Задание a:
Посчитайте, сколько строк в записях содержат слово «distant», учитывая регистр букв. В ответе укажите только число.

********************

Мы не знали точно, какими силами располагает враг в районе Городка, но решили держаться упорно, применяя военную хитрость. Как только мы сбили передовую группу бронемашин противника, я приказал открыть огонь из всех видов оружия. Огневой налет длился около 20 минут. Создавалось такое впечатление, что стреляет не менее 50 пушек и целый батальон пехоты, усиленный танками. Погода стояла сухая, город загорелся. Враг заметался, еще раз попробовал выдвинуться на восточную окраину Городка, но был снова отброшен артиллерийским огнем. Тогда гитлеровцы начали поспешный отход из города на запад. Почти сутки наш отряд держал врага на почтительном расстоянии от города. За это время подошли части 214-й стрелковой дивизии. Выгрузка, марш и развертывание дивизий в исходном районе для обороны проходили совсем не по писаному, не так, как нас учили в мирное время. Вносила коррективы авиация противника, не хватало подвижного состава. Приходилось маневрировать эшелонами, применять комбинированные способы движения, собирать машины, солдат, разбегающихся при налете авиации.

********************

Задание b:
Допишите отрывок об обороне Городка, начав сразу после его последнего предложения.

********************

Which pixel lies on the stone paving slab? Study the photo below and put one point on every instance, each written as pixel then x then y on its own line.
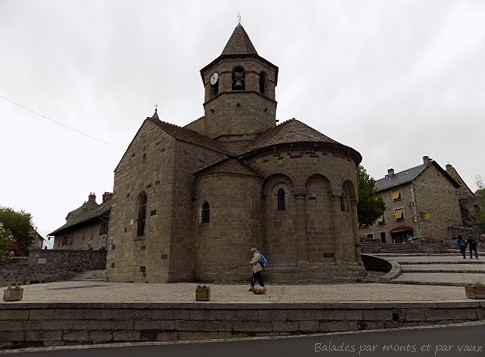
pixel 443 268
pixel 439 278
pixel 109 292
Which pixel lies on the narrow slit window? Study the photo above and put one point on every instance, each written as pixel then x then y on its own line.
pixel 281 199
pixel 205 213
pixel 142 215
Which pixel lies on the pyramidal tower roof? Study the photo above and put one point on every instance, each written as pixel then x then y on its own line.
pixel 239 43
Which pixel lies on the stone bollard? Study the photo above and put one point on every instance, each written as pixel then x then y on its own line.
pixel 202 293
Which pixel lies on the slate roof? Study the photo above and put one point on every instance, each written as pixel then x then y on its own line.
pixel 228 165
pixel 292 131
pixel 188 135
pixel 239 43
pixel 87 212
pixel 407 176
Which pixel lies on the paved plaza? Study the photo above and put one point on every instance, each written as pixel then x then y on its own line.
pixel 422 278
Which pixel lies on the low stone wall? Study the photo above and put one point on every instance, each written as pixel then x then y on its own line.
pixel 51 265
pixel 27 324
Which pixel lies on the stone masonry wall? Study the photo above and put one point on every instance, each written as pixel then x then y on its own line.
pixel 52 265
pixel 24 325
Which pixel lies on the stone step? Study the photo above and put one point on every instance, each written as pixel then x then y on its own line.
pixel 91 275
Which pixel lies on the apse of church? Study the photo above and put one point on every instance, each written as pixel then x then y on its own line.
pixel 189 202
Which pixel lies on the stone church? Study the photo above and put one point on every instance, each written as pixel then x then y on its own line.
pixel 189 202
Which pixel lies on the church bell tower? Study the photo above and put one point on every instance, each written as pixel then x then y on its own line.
pixel 239 87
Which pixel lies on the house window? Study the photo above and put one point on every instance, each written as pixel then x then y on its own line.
pixel 262 83
pixel 281 197
pixel 399 214
pixel 205 213
pixel 103 228
pixel 396 195
pixel 381 220
pixel 383 237
pixel 142 215
pixel 424 215
pixel 238 81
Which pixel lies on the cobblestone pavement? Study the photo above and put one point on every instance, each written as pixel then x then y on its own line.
pixel 447 274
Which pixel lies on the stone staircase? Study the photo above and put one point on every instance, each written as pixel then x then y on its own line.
pixel 436 269
pixel 91 275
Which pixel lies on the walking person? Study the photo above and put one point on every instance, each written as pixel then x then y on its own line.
pixel 461 243
pixel 472 244
pixel 257 271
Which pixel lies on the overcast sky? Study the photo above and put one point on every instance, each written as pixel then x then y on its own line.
pixel 395 80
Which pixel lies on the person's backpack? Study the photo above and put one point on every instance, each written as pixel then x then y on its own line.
pixel 263 261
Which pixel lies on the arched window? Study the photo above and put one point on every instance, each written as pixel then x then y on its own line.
pixel 262 83
pixel 142 215
pixel 205 213
pixel 281 199
pixel 238 82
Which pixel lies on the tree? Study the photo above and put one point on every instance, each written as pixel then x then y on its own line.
pixel 480 200
pixel 19 223
pixel 6 244
pixel 370 206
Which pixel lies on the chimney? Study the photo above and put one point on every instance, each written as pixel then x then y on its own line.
pixel 107 196
pixel 427 160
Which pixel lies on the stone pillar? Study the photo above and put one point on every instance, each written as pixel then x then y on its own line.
pixel 300 218
pixel 355 229
pixel 335 199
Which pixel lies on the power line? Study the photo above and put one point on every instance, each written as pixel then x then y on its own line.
pixel 59 123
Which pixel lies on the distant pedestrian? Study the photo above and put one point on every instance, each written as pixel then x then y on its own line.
pixel 461 243
pixel 472 244
pixel 256 270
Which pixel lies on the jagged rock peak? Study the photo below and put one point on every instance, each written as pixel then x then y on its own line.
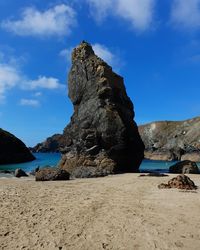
pixel 102 137
pixel 82 52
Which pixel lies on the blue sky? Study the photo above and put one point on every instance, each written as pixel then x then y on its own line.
pixel 154 45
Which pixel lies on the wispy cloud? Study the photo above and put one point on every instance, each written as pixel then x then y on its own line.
pixel 12 77
pixel 139 13
pixel 42 82
pixel 186 14
pixel 9 77
pixel 37 94
pixel 29 102
pixel 58 20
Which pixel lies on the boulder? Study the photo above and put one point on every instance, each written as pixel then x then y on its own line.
pixel 13 150
pixel 20 173
pixel 184 167
pixel 102 137
pixel 34 171
pixel 51 174
pixel 158 155
pixel 180 182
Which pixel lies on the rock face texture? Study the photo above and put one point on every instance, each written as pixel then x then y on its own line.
pixel 169 140
pixel 52 144
pixel 184 167
pixel 102 137
pixel 20 173
pixel 13 150
pixel 180 182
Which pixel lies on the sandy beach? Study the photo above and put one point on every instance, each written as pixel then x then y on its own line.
pixel 115 212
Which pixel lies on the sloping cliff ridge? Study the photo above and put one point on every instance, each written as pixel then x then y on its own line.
pixel 172 140
pixel 13 150
pixel 164 140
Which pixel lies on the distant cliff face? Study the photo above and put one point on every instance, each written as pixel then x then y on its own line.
pixel 102 137
pixel 13 150
pixel 168 140
pixel 52 144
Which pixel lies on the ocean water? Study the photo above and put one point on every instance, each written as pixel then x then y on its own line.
pixel 52 159
pixel 42 159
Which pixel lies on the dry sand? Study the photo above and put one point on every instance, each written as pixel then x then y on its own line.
pixel 115 212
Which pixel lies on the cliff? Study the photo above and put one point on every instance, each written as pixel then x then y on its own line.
pixel 13 150
pixel 172 140
pixel 102 137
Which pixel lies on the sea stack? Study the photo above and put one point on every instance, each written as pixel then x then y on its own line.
pixel 102 137
pixel 13 150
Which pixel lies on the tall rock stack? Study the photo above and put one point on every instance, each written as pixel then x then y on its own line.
pixel 102 137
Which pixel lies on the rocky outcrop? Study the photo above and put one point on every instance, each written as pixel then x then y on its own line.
pixel 13 150
pixel 52 144
pixel 172 140
pixel 180 182
pixel 51 174
pixel 102 137
pixel 184 167
pixel 20 173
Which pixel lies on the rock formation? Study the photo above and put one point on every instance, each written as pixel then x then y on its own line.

********************

Итоговый ответ a:
2

Итоговый ответ b:
Я с трудом нашел командира дивизии генерал-майора Буцко. Никто не знал, где он. А он тем временем метался на машине между Невелем и Великими Луками в поисках собственного штаба, который умудрился потерять, поэтому весьма мало что знал о ходе выгрузки. Когда мы встретились, я понял, что он настолько растерян в непривычной для себя обстановке, что ничего не сможет мне доложить. Действительно, он не знал ни численного состава дивизии, ни данных о ее вооружении. От волнения заикался и даже прослезился. «Командир дивизии, а „раскис“, плачет как ребенок. Что же будет с дивизией?!» Во мне кипело возмущение, которое я сдержал большим усилием воли.

Нас с Буцко связывали годы учебы в Академии им. М. В. Фрунзе. Это был человек, что называется, приятной наружности, стройный, высокий блондин, белорус по национальности, по профессии сельский учитель. В обращении с людьми чрезмерно, до приторности вежлив, всегда с заискивающей улыбкой. Не могу припомнить, чтобы у него когда-либо было свое собственное мнение, чтобы он проявил инициативу. Таким он помнился мне по совместной учебе, на войне оказался совсем безвольным. В течение двух суток, потраченных на наведение порядка в 214-й стрелковой дивизии, я присматривался к Буцко и пришел к выводу, что подбор руководящих кадров осуществляется у нас, к сожалению, исходя из мещанского стремления никого не обидеть. Ленинский принцип другой: наряду с проявлением чуткости и заботы к людям при необходимости надо проявлять твердость и решительность в отсечении бездельников, лодырей и неспособных людей.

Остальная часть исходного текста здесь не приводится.